▸ **Problem statement**
Word for word, restate the listing; omit the pictures.

▸ **Data to examine**
-*-*-

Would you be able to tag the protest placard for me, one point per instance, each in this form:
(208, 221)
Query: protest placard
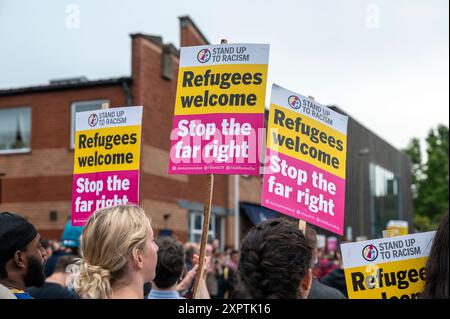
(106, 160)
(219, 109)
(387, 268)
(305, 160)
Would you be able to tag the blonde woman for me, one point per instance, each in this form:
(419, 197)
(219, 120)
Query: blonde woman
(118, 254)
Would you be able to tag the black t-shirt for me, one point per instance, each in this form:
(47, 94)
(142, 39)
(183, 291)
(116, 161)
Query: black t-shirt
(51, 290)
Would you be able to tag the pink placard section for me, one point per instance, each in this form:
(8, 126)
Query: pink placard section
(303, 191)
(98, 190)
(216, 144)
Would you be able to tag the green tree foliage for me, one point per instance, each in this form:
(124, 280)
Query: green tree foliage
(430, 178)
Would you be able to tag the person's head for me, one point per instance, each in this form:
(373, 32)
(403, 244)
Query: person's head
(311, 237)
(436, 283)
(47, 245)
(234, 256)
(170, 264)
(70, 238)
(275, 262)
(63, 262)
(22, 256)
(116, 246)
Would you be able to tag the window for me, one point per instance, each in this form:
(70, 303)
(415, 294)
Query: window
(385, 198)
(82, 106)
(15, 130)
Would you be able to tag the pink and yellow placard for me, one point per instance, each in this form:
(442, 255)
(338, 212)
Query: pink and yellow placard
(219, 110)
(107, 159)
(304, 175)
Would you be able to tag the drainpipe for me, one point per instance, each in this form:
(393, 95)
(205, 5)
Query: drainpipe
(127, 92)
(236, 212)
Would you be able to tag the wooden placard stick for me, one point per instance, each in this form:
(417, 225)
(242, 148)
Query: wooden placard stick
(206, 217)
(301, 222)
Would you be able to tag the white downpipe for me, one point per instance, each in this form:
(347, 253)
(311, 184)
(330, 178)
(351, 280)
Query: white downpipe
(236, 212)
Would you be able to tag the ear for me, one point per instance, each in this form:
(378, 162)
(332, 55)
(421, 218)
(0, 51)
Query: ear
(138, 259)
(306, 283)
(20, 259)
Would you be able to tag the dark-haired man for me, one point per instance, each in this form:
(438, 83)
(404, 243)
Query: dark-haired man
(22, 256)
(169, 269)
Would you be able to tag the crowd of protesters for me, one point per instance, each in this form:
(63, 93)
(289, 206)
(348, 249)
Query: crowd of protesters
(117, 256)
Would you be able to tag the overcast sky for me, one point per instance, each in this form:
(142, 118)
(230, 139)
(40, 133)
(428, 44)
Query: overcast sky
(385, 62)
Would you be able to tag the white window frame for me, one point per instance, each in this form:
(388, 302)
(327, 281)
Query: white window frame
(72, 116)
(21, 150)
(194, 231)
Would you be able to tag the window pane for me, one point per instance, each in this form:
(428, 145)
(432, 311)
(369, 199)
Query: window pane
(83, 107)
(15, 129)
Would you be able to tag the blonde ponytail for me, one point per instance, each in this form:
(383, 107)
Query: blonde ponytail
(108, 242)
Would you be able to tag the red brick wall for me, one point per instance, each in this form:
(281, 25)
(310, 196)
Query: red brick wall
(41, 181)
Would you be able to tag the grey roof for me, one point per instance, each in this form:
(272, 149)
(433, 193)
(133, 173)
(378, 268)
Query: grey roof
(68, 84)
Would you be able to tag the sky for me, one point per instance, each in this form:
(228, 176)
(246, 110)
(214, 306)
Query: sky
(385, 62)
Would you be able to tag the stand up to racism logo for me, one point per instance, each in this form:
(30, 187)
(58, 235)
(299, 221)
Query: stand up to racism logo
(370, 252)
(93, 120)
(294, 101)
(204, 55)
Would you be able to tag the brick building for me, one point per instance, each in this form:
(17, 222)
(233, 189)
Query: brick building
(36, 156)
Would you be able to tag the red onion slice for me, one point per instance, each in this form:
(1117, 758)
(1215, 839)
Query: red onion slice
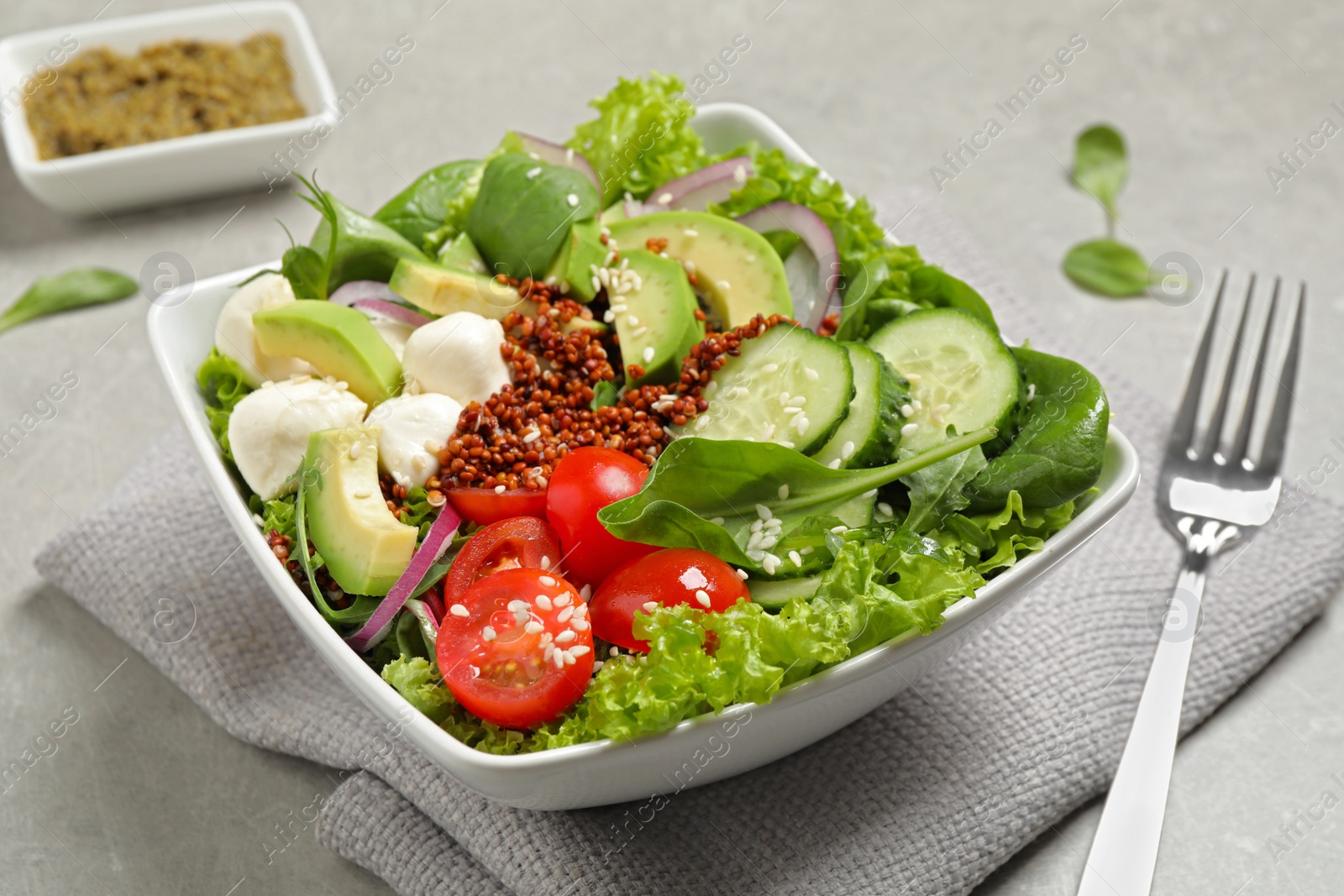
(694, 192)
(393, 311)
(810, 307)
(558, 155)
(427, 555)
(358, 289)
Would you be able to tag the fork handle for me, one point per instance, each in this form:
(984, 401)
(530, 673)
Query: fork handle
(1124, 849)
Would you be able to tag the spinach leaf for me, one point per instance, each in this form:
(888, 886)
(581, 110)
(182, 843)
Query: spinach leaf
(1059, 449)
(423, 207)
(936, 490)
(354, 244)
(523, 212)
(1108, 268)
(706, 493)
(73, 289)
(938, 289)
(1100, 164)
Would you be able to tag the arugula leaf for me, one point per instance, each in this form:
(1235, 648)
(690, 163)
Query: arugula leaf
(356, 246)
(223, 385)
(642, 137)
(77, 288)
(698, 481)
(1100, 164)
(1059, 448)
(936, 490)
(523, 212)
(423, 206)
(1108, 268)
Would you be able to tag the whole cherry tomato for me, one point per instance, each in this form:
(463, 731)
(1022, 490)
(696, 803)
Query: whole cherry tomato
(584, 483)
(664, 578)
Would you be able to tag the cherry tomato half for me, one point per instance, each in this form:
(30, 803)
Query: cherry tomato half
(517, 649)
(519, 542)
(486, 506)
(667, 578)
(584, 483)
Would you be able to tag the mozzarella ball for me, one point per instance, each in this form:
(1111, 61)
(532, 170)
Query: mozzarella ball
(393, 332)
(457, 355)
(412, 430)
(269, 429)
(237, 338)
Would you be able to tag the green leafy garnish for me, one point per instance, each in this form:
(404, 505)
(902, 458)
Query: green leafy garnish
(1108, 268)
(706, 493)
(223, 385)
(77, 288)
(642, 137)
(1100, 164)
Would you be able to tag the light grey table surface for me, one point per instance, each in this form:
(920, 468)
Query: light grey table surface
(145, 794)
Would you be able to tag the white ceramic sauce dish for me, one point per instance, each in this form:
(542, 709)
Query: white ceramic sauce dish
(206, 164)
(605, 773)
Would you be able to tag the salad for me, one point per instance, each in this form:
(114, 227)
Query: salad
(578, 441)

-*-*-

▸ **Solution**
Would you be able to tag the protest placard for me, one point per instance, each in this form:
(208, 221)
Query: protest placard
(106, 160)
(219, 109)
(387, 268)
(305, 160)
Would you be able to tag the blonde woman for me, one point per instance, each in this form:
(419, 197)
(219, 120)
Query: blonde woman
(118, 254)
Would you be able to tag the black t-shirt for me, one point per instance, each in this form:
(47, 94)
(142, 39)
(183, 291)
(116, 161)
Query: black t-shirt
(51, 290)
Would you be able to tag the pink placard section for me, one point per instance, each in this form:
(8, 126)
Query: pink placard section
(303, 191)
(98, 190)
(216, 144)
Would you be able to tag the green tree foliage for me, one point per instance, each in this form:
(124, 280)
Query: green tree foliage
(430, 178)
Would you be able to tag the person's head for me, one point per instance, each in this form:
(373, 32)
(403, 244)
Query: person's head
(311, 237)
(436, 283)
(47, 245)
(234, 256)
(170, 264)
(70, 238)
(275, 262)
(63, 262)
(22, 256)
(116, 246)
Would you be able to tag the window for me, one point per instance, each in this form:
(70, 303)
(415, 294)
Query: window
(385, 198)
(82, 106)
(15, 130)
Would you be able to tag the pink and yellow placard for me, one point per instance, each in this form:
(442, 255)
(338, 212)
Query: pink and yellow placard
(219, 110)
(107, 159)
(304, 175)
Would you be able to tag the drainpipe for me, one point per instance, each in this form:
(393, 95)
(205, 5)
Query: drainpipe
(127, 92)
(236, 212)
Would you be able to tag the wooden placard stick for me, one point per instance, each in this form:
(417, 225)
(242, 148)
Query: wooden placard stick
(206, 217)
(301, 222)
Would you be able to tag the white downpipe for me, one point per instance, each in this form:
(347, 253)
(311, 184)
(330, 178)
(351, 280)
Query: white downpipe
(236, 212)
Would you be able to tag the ear for me, one point per instance, each in this form:
(378, 162)
(332, 55)
(421, 218)
(0, 51)
Query: ear
(138, 259)
(306, 283)
(20, 259)
Would you be able to tag the dark-haired man for me, one point per instance, each in this form:
(438, 83)
(404, 243)
Query: dark-haired man
(22, 256)
(169, 269)
Would you be able to tag the crowd of protesters for me, one point per instance, each in this form:
(63, 93)
(289, 206)
(348, 249)
Query: crowd of protesters
(117, 256)
Would you be able to tag the overcast sky for me, one point per instance, each in this form:
(142, 118)
(230, 139)
(40, 133)
(428, 44)
Query: overcast sky
(385, 62)
Would you be able to tag the white window frame for me, one point per instance, each in this form:
(388, 302)
(327, 281)
Query: white window frame
(72, 116)
(21, 150)
(194, 231)
Would you be able to tag the window pane for me, one point per instance, each in this form:
(428, 145)
(432, 311)
(369, 199)
Query: window pane
(83, 107)
(15, 129)
Would you be able to tag the blonde ponytail for me, one point per instance, each in this form:
(383, 107)
Query: blonde ponytail
(108, 242)
Would you be able to tag the red brick wall for me, one point per instance, each in this form:
(281, 25)
(310, 196)
Query: red brick wall
(41, 181)
Would you be able to tag the grey roof for me, one point per instance, each in this form:
(272, 149)
(433, 193)
(133, 173)
(378, 268)
Query: grey roof
(68, 84)
Would you be able to tag the sky for me, one point per instance, each in this form:
(228, 176)
(246, 110)
(214, 306)
Query: sky
(385, 62)
Would you be able to tag the stand up to racism logo for me, one point per instance, each in this form:
(30, 187)
(58, 235)
(299, 221)
Query: stand up to racism logo
(370, 252)
(93, 120)
(294, 101)
(204, 55)
Would you be able to tag the brick building for me, one point per instance, each in this form:
(17, 222)
(233, 189)
Query: brick building
(36, 156)
Would you be able to tag the red onion slice for me, one point per instance, each in this form:
(1117, 758)
(1215, 839)
Query: red onion slice
(694, 192)
(393, 311)
(810, 307)
(558, 155)
(427, 555)
(358, 289)
Would you be able to tag the fork handle for me, one point per instance, each in this form:
(984, 401)
(530, 673)
Query: fork handle
(1124, 849)
Would you be able to tag the spinach leaf for me, one point per instance, each in this form:
(888, 886)
(581, 110)
(182, 843)
Query: spinach leaf
(1059, 449)
(423, 207)
(936, 490)
(354, 244)
(523, 212)
(1108, 268)
(706, 493)
(73, 289)
(938, 289)
(1100, 164)
Would you be able to tag the arugula leaf for me, one point per instance, each in this form:
(1235, 648)
(690, 163)
Query: arugula leaf
(356, 246)
(223, 385)
(642, 137)
(77, 288)
(698, 481)
(1100, 164)
(1059, 448)
(936, 490)
(523, 212)
(423, 206)
(1108, 268)
Would you be able to tag the whole cherry tomato for me, one point per instance, each in this form:
(463, 731)
(1022, 490)
(696, 803)
Query: whole cherry tomato
(584, 483)
(664, 578)
Would you be able to tag the cherry tomato half for me, one point per instance, each in this form:
(30, 803)
Query: cherry tomato half
(517, 649)
(519, 542)
(486, 506)
(667, 578)
(584, 483)
Would you be able to tag the mozzarella ball for me, one point per instance, each in this form:
(1111, 61)
(532, 170)
Query: mozzarella ball
(393, 332)
(457, 355)
(412, 430)
(269, 429)
(237, 338)
Would you be able to tag the green leafy garnish for me, one point per instance, each in this form:
(404, 505)
(902, 458)
Query: green leafy garnish
(1108, 268)
(706, 493)
(223, 385)
(77, 288)
(642, 137)
(1100, 164)
Would you be able to tag the light grey table surface for me, one point per instance, each in this form:
(920, 468)
Query: light grey table surface
(145, 794)
Would you be able to tag the white ceramic sauce dish for me, one point per instance, each in this form:
(542, 709)
Query: white ceramic sauce dish
(206, 164)
(605, 773)
Would you be able to tag the salad for me, one point per instance, each in this form:
(114, 227)
Query: salad
(578, 441)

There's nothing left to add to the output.